Stored entries:
((

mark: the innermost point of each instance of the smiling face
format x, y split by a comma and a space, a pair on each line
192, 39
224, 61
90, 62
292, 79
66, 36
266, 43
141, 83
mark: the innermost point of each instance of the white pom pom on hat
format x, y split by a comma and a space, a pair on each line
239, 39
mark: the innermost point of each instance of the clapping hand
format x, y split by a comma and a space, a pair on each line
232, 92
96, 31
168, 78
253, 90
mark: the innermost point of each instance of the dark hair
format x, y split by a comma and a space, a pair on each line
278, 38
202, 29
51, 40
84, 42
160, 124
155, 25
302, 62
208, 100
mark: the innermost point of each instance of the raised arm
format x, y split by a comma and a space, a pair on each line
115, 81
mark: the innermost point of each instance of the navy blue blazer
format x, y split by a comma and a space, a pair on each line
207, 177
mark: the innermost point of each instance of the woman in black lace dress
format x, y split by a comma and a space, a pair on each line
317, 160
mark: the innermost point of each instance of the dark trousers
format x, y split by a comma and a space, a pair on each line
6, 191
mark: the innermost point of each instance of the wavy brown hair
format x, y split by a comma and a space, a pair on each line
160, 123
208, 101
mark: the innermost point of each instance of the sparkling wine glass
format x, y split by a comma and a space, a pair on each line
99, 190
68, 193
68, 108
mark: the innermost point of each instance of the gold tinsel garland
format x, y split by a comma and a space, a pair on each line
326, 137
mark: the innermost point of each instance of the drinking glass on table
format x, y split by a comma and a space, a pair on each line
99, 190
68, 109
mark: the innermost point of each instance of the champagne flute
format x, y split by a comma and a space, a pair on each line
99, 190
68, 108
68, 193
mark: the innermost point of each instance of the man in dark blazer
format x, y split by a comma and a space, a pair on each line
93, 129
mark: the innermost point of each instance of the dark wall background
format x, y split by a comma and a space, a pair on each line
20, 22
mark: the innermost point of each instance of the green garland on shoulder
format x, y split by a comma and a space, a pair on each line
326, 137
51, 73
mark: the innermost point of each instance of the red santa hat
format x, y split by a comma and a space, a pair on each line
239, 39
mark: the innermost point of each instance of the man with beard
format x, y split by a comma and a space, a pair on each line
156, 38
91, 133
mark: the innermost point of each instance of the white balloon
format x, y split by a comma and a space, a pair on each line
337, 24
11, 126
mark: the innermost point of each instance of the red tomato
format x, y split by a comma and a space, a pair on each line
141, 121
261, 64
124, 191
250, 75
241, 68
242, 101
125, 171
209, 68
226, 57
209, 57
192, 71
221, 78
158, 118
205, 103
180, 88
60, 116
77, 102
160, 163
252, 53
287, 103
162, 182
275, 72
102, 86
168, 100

))
((

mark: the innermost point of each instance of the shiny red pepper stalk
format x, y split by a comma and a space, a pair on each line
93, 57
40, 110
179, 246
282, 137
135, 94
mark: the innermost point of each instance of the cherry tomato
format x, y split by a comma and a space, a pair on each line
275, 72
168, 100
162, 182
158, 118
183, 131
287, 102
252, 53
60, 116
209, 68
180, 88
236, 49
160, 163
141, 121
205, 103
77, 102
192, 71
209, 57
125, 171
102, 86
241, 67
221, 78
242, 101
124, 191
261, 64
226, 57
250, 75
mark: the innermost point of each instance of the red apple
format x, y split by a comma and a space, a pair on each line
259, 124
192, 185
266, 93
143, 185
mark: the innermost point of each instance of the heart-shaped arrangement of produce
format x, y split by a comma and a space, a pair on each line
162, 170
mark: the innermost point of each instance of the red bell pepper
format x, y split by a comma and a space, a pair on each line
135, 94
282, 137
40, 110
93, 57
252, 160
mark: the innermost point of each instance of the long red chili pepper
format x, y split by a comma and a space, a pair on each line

))

Aim:
Return every line of the records that contains the word "glass". Case counts.

Output below:
mark: the innermost point of each instance of the sparkling wine glass
mark: the innermost point of each instance of the drinking glass on table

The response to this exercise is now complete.